Pointing data excerpts:

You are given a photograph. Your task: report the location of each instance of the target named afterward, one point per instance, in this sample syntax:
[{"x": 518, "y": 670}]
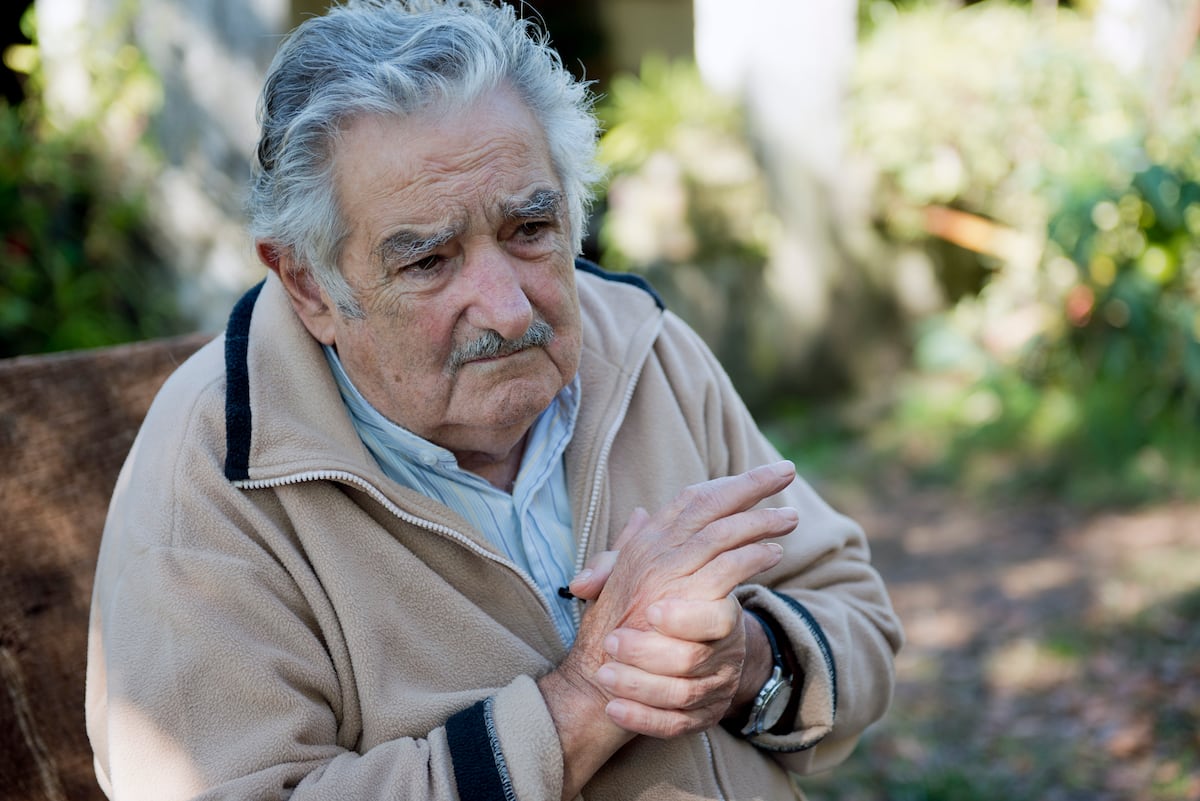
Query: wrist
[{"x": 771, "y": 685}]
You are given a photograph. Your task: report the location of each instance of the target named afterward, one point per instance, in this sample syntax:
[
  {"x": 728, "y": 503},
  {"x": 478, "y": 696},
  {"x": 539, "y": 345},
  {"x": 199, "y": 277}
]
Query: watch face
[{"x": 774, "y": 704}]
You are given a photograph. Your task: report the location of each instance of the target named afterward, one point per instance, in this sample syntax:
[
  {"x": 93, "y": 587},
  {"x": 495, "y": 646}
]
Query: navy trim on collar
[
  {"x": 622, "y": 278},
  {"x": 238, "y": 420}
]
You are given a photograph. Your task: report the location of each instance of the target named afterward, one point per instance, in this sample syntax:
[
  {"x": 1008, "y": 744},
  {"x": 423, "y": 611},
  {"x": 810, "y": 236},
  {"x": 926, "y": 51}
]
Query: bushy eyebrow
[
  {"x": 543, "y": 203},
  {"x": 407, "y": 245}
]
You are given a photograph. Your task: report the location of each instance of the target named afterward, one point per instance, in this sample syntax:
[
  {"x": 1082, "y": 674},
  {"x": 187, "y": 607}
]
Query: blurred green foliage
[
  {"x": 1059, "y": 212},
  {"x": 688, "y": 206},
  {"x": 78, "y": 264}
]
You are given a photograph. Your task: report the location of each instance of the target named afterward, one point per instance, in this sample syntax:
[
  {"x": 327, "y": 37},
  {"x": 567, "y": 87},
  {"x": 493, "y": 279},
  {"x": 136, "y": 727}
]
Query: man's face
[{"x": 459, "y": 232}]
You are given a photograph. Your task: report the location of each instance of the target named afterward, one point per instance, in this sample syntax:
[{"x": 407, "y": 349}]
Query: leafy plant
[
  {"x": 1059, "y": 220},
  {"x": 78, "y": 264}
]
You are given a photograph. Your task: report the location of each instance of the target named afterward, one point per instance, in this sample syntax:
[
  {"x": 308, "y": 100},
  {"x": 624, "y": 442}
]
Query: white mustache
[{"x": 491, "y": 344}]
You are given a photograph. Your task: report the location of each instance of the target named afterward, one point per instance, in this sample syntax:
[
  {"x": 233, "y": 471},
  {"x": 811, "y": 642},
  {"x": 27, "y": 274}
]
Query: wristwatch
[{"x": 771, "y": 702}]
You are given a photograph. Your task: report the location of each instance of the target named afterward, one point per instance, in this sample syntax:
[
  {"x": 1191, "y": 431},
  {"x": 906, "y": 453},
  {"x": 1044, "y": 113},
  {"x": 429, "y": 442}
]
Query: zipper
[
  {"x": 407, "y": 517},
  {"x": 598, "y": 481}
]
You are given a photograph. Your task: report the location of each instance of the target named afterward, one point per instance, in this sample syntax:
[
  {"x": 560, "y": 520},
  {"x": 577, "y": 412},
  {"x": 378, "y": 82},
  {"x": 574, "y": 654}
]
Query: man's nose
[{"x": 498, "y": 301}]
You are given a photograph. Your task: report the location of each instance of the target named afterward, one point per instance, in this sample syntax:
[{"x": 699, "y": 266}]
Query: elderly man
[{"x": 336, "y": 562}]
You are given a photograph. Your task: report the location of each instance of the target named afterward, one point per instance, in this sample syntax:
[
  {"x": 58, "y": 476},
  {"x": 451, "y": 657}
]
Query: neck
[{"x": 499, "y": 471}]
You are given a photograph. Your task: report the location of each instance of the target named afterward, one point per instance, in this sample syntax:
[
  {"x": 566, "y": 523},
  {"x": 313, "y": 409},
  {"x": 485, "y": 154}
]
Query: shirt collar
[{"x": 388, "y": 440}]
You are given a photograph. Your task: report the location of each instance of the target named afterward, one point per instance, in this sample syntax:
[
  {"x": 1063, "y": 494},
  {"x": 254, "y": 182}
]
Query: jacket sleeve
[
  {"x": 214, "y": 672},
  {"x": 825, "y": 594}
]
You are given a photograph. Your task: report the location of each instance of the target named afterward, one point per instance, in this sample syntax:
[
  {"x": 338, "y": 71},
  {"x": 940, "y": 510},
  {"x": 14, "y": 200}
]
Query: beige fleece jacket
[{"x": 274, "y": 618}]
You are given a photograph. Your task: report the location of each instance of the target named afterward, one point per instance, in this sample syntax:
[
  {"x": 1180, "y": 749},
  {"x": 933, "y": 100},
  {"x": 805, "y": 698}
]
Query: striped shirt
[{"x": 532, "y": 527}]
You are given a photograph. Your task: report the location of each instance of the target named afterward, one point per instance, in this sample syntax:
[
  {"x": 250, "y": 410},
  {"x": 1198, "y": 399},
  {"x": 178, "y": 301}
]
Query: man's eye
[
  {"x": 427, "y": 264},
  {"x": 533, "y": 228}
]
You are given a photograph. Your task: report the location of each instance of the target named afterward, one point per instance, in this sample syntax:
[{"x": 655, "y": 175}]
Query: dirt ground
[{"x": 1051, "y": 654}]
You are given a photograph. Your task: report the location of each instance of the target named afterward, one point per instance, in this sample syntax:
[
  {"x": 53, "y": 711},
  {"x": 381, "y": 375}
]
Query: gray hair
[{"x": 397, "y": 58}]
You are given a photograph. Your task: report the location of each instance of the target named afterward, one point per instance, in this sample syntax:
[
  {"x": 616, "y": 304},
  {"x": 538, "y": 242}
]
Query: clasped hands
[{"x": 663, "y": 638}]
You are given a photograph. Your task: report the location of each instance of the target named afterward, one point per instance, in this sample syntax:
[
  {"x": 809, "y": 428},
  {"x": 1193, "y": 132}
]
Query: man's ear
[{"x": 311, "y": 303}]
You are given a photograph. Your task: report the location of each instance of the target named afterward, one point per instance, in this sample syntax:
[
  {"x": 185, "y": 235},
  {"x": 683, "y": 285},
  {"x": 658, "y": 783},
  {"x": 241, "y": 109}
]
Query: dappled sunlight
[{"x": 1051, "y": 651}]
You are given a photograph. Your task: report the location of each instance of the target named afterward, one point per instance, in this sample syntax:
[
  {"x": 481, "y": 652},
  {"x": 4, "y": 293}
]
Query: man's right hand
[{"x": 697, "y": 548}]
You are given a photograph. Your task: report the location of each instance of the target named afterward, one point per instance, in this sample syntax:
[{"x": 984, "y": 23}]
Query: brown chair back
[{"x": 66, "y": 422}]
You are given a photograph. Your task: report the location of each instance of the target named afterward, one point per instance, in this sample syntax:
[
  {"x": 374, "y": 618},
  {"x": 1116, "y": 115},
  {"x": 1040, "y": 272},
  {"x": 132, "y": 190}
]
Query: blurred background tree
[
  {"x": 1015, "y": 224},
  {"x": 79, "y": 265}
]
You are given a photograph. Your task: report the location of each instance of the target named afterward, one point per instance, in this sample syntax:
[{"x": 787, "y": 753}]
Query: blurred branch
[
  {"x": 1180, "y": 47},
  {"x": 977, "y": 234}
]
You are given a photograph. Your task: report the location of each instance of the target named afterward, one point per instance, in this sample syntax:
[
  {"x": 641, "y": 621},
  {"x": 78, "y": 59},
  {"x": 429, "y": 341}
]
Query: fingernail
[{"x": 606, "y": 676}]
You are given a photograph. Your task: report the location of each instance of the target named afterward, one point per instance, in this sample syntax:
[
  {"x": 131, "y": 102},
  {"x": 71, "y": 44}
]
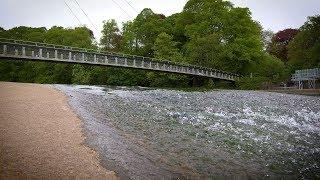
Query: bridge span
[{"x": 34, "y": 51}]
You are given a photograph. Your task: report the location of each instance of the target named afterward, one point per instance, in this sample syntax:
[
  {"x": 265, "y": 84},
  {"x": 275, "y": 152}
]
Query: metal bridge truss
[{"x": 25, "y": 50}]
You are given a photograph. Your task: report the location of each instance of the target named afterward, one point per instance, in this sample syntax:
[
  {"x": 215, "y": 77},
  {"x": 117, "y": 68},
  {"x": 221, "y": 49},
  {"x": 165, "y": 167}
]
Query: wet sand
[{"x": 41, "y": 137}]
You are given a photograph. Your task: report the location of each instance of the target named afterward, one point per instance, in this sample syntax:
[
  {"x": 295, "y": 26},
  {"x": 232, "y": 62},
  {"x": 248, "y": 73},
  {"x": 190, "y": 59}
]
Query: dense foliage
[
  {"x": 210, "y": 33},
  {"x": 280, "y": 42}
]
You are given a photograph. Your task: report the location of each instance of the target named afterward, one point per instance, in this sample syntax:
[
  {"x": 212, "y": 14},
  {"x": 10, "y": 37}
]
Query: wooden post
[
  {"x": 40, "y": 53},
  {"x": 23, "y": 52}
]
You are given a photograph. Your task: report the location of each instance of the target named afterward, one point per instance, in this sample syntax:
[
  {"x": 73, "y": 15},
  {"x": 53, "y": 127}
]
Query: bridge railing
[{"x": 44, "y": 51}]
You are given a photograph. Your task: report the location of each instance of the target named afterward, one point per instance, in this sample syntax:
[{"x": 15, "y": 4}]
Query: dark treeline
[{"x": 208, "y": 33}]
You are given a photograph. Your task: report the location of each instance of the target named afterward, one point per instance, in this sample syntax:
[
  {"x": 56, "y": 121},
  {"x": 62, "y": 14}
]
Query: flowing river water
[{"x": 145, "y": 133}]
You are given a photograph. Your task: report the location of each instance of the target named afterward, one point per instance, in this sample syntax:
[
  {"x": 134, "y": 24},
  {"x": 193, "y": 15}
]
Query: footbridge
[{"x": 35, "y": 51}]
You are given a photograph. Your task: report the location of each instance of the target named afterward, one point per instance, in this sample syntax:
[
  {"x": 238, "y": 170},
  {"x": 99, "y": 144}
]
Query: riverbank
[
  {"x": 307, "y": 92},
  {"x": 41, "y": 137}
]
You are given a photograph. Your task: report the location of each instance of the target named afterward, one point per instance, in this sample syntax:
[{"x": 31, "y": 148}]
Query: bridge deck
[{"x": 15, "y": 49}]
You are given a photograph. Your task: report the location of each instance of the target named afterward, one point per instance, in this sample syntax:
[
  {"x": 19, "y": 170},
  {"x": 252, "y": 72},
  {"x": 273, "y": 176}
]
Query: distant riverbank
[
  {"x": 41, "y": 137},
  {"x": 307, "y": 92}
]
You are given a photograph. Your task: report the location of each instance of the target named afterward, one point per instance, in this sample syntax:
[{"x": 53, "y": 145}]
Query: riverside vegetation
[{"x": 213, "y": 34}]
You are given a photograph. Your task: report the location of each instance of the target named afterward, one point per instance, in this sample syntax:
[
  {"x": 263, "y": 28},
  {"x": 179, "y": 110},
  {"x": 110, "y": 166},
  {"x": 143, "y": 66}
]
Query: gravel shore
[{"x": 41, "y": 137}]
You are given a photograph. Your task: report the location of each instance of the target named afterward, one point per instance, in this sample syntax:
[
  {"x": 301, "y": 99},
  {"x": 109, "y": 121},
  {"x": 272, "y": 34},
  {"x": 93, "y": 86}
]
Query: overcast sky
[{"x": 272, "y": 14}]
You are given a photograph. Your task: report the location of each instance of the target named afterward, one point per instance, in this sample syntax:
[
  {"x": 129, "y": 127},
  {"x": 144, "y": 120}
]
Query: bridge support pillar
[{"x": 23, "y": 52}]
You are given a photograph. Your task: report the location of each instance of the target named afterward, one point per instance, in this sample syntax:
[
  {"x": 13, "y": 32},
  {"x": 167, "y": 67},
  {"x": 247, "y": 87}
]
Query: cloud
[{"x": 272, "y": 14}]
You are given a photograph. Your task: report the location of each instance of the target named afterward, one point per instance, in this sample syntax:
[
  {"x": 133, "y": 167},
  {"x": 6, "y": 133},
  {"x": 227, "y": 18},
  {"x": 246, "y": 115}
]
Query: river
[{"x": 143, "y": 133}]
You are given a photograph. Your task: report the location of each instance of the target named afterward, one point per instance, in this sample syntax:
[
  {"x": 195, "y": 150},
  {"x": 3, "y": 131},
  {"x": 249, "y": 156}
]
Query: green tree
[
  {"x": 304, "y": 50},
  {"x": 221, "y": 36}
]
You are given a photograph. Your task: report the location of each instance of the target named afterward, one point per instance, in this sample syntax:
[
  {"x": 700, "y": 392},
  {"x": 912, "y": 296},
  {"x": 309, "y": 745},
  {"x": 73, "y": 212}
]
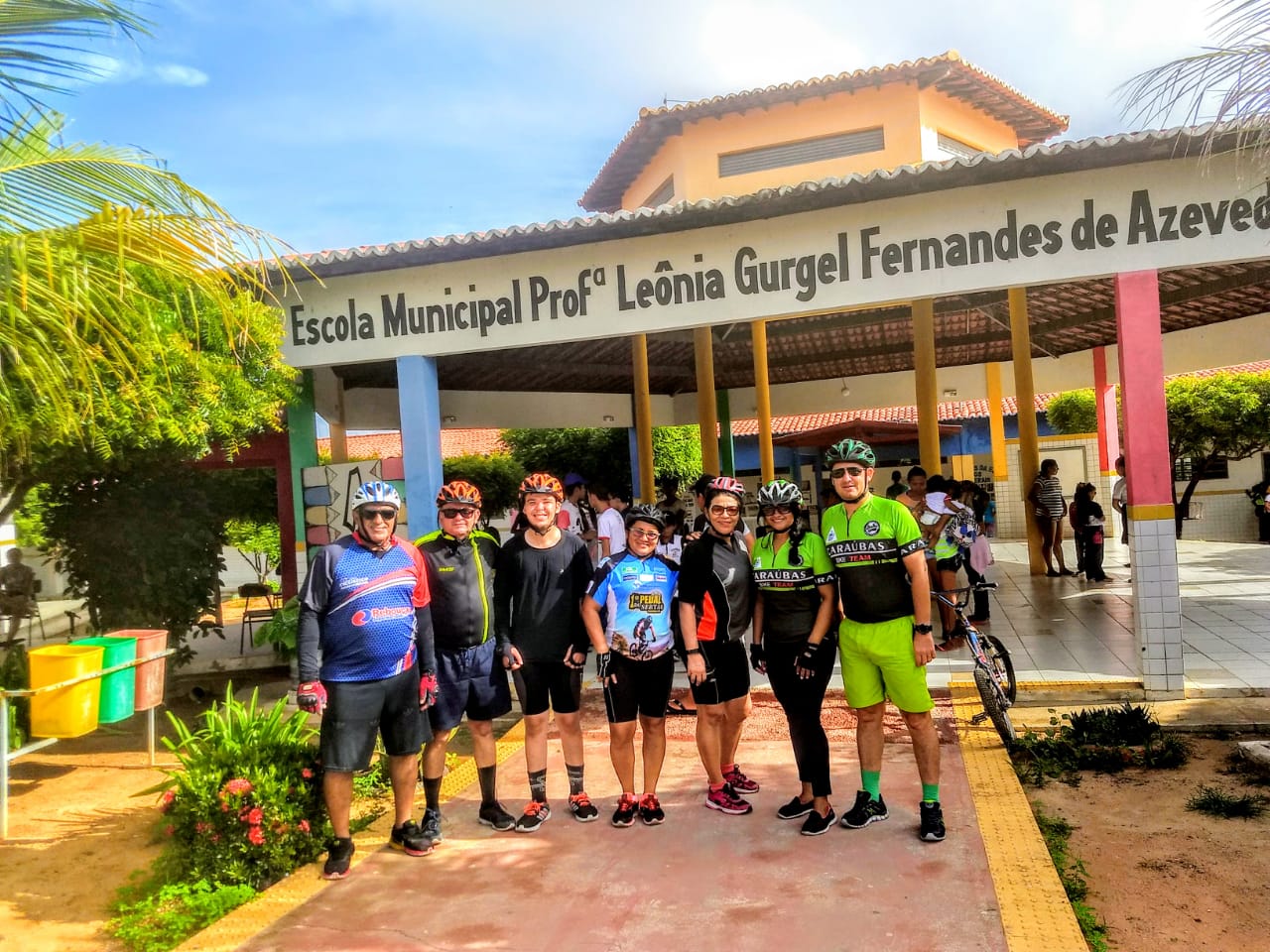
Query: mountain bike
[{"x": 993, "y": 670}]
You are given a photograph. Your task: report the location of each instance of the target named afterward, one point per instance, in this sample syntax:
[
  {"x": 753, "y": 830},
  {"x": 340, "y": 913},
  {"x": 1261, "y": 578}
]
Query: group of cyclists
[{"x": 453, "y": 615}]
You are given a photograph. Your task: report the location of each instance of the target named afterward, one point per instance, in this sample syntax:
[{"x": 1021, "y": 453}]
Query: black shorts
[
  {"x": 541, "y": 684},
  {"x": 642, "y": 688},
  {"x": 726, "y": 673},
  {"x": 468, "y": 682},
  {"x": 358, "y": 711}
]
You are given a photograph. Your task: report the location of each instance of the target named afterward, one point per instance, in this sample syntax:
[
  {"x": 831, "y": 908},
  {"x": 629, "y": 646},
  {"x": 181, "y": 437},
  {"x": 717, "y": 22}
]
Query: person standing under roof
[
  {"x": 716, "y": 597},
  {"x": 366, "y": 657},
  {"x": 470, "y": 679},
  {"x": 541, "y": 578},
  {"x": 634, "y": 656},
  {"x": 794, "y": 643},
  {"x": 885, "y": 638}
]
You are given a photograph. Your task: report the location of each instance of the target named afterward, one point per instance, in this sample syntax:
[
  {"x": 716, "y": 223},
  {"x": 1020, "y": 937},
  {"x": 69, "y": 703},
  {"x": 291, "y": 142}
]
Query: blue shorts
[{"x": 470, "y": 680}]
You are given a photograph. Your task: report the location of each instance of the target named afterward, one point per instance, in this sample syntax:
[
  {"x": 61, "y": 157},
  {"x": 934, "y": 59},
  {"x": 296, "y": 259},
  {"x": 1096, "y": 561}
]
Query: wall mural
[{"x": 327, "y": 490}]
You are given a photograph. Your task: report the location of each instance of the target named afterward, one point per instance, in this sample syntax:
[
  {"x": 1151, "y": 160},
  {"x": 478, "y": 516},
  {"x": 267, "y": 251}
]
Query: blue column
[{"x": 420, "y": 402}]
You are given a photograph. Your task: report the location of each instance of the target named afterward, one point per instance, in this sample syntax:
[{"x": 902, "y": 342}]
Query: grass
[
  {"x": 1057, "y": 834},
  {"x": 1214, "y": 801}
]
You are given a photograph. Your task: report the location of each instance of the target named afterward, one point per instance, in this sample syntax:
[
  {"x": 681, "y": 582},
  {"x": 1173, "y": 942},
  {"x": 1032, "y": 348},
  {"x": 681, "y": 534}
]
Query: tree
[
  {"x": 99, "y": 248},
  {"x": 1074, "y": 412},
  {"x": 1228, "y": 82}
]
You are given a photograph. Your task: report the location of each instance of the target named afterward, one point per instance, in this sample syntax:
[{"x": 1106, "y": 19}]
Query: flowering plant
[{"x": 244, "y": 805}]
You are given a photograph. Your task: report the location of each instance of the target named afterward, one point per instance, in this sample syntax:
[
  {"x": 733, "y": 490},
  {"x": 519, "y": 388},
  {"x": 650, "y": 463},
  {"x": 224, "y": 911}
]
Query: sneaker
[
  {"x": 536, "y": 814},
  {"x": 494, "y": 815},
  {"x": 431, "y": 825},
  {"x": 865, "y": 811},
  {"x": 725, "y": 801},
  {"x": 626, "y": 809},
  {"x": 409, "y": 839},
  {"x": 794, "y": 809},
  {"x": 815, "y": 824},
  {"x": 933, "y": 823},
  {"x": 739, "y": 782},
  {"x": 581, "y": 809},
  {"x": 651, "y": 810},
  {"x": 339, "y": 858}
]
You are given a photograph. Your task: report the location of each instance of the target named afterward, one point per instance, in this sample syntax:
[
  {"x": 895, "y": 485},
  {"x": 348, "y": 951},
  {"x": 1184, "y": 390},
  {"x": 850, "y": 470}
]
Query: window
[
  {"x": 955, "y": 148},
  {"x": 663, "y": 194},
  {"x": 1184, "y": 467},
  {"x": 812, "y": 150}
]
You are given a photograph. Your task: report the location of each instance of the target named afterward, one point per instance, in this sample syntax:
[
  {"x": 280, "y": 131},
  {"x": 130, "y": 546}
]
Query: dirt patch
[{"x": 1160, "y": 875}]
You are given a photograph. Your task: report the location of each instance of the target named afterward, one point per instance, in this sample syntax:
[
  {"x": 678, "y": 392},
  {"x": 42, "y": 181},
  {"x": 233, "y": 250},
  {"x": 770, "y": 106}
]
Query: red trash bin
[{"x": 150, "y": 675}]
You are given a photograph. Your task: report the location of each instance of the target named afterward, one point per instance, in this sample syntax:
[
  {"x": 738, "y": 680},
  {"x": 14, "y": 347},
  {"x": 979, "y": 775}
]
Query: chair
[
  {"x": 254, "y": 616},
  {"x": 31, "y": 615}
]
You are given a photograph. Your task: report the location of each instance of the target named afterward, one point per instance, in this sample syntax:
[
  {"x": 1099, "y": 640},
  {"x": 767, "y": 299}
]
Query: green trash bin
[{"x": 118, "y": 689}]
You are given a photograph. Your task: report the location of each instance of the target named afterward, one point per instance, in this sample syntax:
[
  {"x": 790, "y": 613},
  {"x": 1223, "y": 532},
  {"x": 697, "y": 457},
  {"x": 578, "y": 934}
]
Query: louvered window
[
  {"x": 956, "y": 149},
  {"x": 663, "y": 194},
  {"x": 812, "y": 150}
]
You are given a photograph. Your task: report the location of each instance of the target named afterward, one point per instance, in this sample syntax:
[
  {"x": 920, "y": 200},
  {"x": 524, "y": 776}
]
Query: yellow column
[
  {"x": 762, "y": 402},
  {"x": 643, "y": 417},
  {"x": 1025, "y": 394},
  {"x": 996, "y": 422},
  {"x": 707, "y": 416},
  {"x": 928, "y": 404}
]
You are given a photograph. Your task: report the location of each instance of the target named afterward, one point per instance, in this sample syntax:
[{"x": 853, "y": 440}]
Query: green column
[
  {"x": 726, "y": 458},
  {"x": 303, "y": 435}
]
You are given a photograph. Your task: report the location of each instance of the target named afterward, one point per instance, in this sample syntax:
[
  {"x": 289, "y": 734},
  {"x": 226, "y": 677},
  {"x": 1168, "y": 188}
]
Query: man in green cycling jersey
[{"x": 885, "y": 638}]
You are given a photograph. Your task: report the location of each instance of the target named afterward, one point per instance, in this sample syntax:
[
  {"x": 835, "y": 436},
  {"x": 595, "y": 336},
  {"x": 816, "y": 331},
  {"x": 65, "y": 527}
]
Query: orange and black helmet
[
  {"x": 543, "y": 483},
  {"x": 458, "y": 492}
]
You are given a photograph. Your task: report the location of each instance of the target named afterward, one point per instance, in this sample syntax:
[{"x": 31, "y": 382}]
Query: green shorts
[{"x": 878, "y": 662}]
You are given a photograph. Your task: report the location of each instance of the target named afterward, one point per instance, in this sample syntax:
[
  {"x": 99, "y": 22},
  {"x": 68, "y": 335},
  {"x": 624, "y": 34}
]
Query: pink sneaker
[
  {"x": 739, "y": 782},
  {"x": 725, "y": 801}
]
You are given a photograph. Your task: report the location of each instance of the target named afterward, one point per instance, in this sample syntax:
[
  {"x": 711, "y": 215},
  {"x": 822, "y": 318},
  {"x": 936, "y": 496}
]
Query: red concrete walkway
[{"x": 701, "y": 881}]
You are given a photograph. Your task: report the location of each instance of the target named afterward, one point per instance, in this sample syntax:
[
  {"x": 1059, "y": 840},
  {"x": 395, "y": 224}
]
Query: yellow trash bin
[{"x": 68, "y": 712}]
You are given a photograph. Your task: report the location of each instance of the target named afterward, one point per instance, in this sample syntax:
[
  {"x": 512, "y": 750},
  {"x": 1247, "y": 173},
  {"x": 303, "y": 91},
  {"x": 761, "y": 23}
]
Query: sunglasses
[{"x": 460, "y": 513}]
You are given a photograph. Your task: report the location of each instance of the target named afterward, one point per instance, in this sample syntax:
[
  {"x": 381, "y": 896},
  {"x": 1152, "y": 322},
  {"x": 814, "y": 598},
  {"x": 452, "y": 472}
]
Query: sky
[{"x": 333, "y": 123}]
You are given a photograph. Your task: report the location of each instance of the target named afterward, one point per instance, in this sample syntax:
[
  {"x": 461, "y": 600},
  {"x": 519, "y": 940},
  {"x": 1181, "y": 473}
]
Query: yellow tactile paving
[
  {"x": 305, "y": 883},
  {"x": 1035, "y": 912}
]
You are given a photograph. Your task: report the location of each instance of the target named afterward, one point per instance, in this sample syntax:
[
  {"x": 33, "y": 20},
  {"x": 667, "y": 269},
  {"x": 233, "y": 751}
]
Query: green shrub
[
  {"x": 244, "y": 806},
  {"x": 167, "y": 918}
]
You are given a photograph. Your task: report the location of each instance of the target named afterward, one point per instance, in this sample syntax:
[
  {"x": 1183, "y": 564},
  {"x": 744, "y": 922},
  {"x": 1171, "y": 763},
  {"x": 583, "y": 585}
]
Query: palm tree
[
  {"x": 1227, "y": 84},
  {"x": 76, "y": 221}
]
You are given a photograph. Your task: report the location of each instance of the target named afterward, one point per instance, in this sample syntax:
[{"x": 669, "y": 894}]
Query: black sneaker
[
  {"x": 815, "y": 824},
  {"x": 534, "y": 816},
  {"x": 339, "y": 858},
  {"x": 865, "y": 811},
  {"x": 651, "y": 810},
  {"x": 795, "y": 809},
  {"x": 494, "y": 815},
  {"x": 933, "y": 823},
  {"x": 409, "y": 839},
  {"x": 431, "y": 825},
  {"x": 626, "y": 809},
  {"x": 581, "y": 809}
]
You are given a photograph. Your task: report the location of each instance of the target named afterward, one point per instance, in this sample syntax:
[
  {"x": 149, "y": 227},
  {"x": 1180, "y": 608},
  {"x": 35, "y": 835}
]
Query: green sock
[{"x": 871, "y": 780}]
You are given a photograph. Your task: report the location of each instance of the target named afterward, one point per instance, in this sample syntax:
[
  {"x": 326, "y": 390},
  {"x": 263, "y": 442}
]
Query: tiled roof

> [Task]: Please count how many lines of the material above contain the string "shirt", treating uppercase and lowercase as different, and reply with that number alone.

> [Reply]: 2